Start PROVIDED DATA
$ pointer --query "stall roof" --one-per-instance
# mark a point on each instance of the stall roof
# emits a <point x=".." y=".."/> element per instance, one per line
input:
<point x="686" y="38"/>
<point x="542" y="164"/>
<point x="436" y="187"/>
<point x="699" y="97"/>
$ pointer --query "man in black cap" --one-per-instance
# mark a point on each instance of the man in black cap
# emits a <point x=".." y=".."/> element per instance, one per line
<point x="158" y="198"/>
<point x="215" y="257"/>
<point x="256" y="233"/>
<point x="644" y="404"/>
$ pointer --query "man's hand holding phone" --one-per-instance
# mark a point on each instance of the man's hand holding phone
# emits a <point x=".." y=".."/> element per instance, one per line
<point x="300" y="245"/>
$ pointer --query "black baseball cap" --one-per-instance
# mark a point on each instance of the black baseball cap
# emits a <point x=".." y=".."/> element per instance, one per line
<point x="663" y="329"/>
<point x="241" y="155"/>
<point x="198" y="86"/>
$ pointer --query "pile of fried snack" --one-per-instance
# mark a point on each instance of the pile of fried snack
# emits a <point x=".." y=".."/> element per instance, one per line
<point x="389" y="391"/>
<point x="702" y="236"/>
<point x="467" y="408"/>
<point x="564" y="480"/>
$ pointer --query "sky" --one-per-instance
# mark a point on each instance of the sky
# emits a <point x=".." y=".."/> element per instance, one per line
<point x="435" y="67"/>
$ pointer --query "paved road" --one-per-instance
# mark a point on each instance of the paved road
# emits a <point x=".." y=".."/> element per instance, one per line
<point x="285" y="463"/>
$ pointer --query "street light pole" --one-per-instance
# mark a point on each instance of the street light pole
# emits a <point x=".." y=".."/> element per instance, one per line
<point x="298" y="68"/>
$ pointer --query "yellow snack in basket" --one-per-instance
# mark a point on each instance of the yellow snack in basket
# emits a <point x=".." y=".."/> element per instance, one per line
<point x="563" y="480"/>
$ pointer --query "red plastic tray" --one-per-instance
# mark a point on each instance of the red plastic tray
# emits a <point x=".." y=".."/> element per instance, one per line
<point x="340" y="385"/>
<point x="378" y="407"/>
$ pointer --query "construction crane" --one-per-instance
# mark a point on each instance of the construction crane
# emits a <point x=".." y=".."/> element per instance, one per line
End PROVIDED DATA
» **WHAT THIS TASK INVOLVES**
Every entry above should be retyped exactly as shown.

» **ANSWER TO THIS TASK**
$ pointer --query "stall roof" --one-per-instance
# mark a point on each instance of the stall roof
# emits a <point x=".." y=".."/> element per instance, one per line
input:
<point x="686" y="38"/>
<point x="542" y="164"/>
<point x="436" y="187"/>
<point x="699" y="97"/>
$ pointer --query "man in black cap" --one-per-instance
# mark a point on each instance of the man in black cap
# emits a <point x=".." y=".."/> element per instance, one per line
<point x="158" y="198"/>
<point x="215" y="257"/>
<point x="256" y="233"/>
<point x="644" y="404"/>
$ pointer --query "man's hand holding phone" --one-per-instance
# mark a point on each instance of the man's hand holding phone
# emits a <point x=".." y=".."/> element per instance, one per line
<point x="300" y="245"/>
$ pointer --query "black baseball cap" --one-per-instance
# mark a point on each instance of the black baseball cap
# emits a <point x=".." y=".."/> element per instance, one per line
<point x="663" y="329"/>
<point x="241" y="155"/>
<point x="198" y="86"/>
$ pointer --query "pile of fried snack" --one-per-instance
# mark a point on each instance of the pile of fried snack
# emits a <point x=".." y=".."/> element per instance, one per line
<point x="389" y="391"/>
<point x="702" y="236"/>
<point x="467" y="408"/>
<point x="564" y="480"/>
$ pointer --query "sky" --one-per-instance
# mark a point on each instance of the sky
# emits a <point x=".." y=".."/> element per instance, one per line
<point x="435" y="67"/>
$ pointer --query "paved road" --one-per-instance
# mark a point on each instance of the paved road
# emits a <point x=".." y=".."/> element per instance, one per line
<point x="285" y="463"/>
$ pointer --query "street light pole" --one-per-instance
# mark a point on each instance of the street light pole
# emits a <point x=".." y=".."/> element per instance, one per line
<point x="298" y="68"/>
$ pointer --query "yellow snack in basket" --one-per-instance
# mark a point on each instance of the yellow snack in basket
# emits a <point x=".." y=".."/> element per instance, one per line
<point x="563" y="480"/>
$ pointer --query "red plastic tray" --one-per-instance
# mark a point on each instance of the red plastic tray
# emits a <point x=".." y=".."/> element per instance, one per line
<point x="340" y="385"/>
<point x="378" y="407"/>
$ pointer --query "construction crane" --one-per-instance
# mark a point on each instance of the construction crane
# emits a <point x=".." y=".."/> element per instance, one per line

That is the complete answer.